- BRIEF A -
Reproduce the part of the market outlook starting with "I will keep" and going on through "Opex lined up.".
- BRIEF B -
Carry the weekly market outlook forward from its last line.
TEXT PASSAGE START
Market Outlook for the week of 3/14 – 3/18
Extreme volatility, keep trading volume low.
I will keep this update very short as there is no point slicing and dicing things too much when the reality is right in front of you. Here is the short story
- Markets are in a downtrend so don’t bother calling out the bottom unless we break the downward price channel we are stuck in.
- Expect extreme volatility next week as we have PPI numbers, FOMC, War, Triple Witching, Opex lined up.
- Keep trading to negligible or very low numbers.
- I will stick to a max of 2-3 trades in my largest of accounts and will not trade unil FOMC is done (i.e Wednesday)
TEXT PASSAGE END
INPUT DATA START
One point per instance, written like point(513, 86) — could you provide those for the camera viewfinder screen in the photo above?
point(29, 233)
INPUT DATA END
- TASK OUTPUT A -
I will keep this update very short as there is no point slicing and dicing things too much when the reality is right in front of you. Here is the short story
- Markets are in a downtrend so don’t bother calling out the bottom unless we break the downward price channel we are stuck in.
- Expect extreme volatility next week as we have PPI numbers, FOMC, War, Triple Witching, Opex lined up.

- TASK OUTPUT B -
As if we haven’t had our share of volatility this year, next week brings a boat load of market moving events together. Rising inflation which initially took down this market has taken a back seat as Putin holds the markets (and everything else) hostage with his needless war. Although we are still in correction territory, the damage that the geo-political situation can cause to the World Economy accompanied by all-time high inflation has caused many analysts and banks to start predicting that the odds of a Bear Market are increasing astronomically. A positive reaction to the interest rate hikes accompanied with a resolution to the war does have the potential of catapulting these markets into a COVID 2020 like recovery.
But since we don’t know how the story will unfold, the only sane advice is to keep trading volume low especially if you have a smaller account where every losing trade can make or break you. Once the markets pick a direction, there will be plenty of opportunities to make profits. As traders, we sometimes feel compelled to “do something” when things go against us, but we are going through a time period where “do nothing” can be a wonderful thing.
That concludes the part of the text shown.